◆ **Goal**
Please count the lines in the entries below that contain the string "grass". Reply with only the number.

——

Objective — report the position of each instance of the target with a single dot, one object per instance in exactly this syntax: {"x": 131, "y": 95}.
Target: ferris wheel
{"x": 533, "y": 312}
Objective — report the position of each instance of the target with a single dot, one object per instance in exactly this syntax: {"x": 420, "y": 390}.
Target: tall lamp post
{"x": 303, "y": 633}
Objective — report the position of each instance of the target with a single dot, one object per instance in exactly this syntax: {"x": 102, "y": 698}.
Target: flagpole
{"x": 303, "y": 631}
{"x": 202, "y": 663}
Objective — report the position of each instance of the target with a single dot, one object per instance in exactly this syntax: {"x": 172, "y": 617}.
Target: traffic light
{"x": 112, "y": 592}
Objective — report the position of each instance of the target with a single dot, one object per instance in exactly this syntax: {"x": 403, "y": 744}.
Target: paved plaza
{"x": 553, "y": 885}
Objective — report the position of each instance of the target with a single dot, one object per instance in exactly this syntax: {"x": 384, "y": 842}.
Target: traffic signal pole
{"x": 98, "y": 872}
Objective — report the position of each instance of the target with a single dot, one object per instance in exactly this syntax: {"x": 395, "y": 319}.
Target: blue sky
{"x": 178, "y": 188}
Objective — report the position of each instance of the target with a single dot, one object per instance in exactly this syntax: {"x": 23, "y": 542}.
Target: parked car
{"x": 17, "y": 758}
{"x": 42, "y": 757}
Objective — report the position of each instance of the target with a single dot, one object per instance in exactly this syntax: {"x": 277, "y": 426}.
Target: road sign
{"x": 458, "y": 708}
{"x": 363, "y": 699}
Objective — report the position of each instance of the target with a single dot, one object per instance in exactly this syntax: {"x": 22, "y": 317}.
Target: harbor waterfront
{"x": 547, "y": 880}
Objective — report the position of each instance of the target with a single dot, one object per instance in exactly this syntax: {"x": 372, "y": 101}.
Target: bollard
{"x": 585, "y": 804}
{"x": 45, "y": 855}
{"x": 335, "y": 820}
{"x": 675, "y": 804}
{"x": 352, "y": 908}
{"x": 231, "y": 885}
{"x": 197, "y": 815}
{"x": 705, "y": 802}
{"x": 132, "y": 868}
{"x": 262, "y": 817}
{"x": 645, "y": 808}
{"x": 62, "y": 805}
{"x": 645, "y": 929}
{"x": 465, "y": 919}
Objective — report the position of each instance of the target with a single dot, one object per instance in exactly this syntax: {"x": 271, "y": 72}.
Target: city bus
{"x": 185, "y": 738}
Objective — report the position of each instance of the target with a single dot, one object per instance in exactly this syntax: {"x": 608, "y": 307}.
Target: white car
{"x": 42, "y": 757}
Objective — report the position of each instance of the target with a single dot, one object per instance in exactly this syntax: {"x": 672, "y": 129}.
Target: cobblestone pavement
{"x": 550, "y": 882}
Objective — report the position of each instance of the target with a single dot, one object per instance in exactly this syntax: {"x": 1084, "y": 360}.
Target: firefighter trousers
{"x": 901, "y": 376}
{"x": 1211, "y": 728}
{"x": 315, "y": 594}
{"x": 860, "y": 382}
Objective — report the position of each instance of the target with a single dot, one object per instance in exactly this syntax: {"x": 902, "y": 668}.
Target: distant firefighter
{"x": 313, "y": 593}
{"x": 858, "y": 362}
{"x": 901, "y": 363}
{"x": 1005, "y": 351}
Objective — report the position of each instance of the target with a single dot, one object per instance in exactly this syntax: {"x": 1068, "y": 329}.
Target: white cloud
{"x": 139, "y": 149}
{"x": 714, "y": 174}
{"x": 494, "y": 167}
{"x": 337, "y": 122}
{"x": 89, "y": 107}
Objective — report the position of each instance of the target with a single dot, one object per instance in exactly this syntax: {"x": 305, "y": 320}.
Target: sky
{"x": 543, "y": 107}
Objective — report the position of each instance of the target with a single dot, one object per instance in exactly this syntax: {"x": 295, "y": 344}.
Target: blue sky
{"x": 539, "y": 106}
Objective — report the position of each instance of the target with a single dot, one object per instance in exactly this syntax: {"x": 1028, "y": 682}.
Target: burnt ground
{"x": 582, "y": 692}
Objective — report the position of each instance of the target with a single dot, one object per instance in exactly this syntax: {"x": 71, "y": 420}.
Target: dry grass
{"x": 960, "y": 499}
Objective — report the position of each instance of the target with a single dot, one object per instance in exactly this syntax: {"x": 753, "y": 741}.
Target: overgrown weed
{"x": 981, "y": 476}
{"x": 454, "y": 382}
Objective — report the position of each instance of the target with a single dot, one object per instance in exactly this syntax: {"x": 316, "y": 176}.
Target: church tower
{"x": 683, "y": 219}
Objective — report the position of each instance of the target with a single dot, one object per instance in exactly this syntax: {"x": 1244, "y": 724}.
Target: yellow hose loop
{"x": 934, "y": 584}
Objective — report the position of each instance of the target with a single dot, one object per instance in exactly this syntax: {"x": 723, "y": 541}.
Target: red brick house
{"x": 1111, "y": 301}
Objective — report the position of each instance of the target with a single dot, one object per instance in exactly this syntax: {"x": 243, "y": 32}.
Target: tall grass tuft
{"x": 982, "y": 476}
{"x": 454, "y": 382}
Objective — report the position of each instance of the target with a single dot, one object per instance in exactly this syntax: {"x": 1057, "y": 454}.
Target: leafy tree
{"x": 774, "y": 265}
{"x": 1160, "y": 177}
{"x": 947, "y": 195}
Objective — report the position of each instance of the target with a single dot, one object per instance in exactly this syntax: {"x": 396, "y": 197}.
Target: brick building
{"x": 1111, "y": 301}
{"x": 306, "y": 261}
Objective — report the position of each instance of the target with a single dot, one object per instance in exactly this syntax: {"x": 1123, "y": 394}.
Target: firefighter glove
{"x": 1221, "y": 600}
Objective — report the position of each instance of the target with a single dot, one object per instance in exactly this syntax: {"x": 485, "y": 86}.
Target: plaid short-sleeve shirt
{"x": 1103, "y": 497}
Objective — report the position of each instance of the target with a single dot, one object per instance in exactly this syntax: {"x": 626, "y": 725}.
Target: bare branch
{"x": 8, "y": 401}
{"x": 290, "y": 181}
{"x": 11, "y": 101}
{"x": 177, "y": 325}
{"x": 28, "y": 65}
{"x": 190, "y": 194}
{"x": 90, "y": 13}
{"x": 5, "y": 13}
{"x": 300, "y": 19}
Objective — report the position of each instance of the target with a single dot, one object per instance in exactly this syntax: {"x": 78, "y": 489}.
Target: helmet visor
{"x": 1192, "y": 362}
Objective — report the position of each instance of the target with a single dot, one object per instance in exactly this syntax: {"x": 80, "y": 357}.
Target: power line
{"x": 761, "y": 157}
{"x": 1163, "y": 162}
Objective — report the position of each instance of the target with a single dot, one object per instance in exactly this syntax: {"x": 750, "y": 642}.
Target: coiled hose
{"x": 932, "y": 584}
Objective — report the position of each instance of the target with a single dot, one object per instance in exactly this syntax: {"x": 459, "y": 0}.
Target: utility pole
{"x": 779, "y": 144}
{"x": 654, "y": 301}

——

◆ **Response to the exercise**
2